++++ Passage to read
Question

Xavier, Yvonne, and Zelda each try independently to solve a problem. If their individual probabilities for success are 1/4, 1/2 and 5/8, respectively, what is the probability that Xavier and Yvonne, but not Zelda, will solve the problem?

A. 11/8
B. 7/8
C. 9/64
D. 5/64
E. 3/64

Answer 1

Answer: The probability that Xavier and Yvonne can solve a problem but Zelda cannot is
`(3)/(64)`

Explanation:

We are given:

Probability of success of Xavier,
`P(S)_(Xavier)=(1)/(4)`

Probability of failure of Xavier,
`P(F)_(Xavier)=1-(1)/(4)=(3)/(4)`

Probability of success of Yvonne,
`P(S)_(Yvonne)=(1)/(2)`

Probability of failure of Yvonne,
`P(F)_(Yvonne)=1-(1)/(2)=(1)/(2)`

Probability of success of Zelda,
`P(S)_(Zelda)=(5)/(8)`

Probability of failure of Zelda,
`P(F)_(Zelda)=1-(5)/(8)=(3)/(8)`

We need to calculate:

The probability that Xavier and Yvonne can solve the problem but Zelda cannot, we use:

`P(S)_(Xavier)* P(S)_(Yvonne)* P(F)_(Zelda)=(1)/(4)* (1)/(2)* (3)/(8)=(3)/(64)`

Hence, the probability that Xavier and Yvonne can solve a problem but Zelda cannot is
`(3)/(64)`
++++++++
## Exercise description
Please write out the probability problem and its worked answer again, word for word and from start to finish.
++++ Information provided
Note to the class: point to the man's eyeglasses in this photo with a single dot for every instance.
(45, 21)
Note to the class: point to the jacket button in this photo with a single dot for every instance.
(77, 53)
++++++++
## Written solution
Question

Xavier, Yvonne, and Zelda each try independently to solve a problem. If their individual probabilities for success are 1/4, 1/2 and 5/8, respectively, what is the probability that Xavier and Yvonne, but not Zelda, will solve the problem?

A. 11/8
B. 7/8
C. 9/64
D. 5/64
E. 3/64

Answer 1

Answer: The probability that Xavier and Yvonne can solve a problem but Zelda cannot is
`(3)/(64)`

Explanation:

We are given:

Probability of success of Xavier,
`P(S)_(Xavier)=(1)/(4)`

Probability of failure of Xavier,
`P(F)_(Xavier)=1-(1)/(4)=(3)/(4)`

Probability of success of Yvonne,
`P(S)_(Yvonne)=(1)/(2)`

Probability of failure of Yvonne,
`P(F)_(Yvonne)=1-(1)/(2)=(1)/(2)`

Probability of success of Zelda,
`P(S)_(Zelda)=(5)/(8)`

Probability of failure of Zelda,
`P(F)_(Zelda)=1-(5)/(8)=(3)/(8)`

We need to calculate:

The probability that Xavier and Yvonne can solve the problem but Zelda cannot, we use:

`P(S)_(Xavier)* P(S)_(Yvonne)* P(F)_(Zelda)=(1)/(4)* (1)/(2)* (3)/(8)=(3)/(64)`

Hence, the probability that Xavier and Yvonne can solve a problem but Zelda cannot is
`(3)/(64)`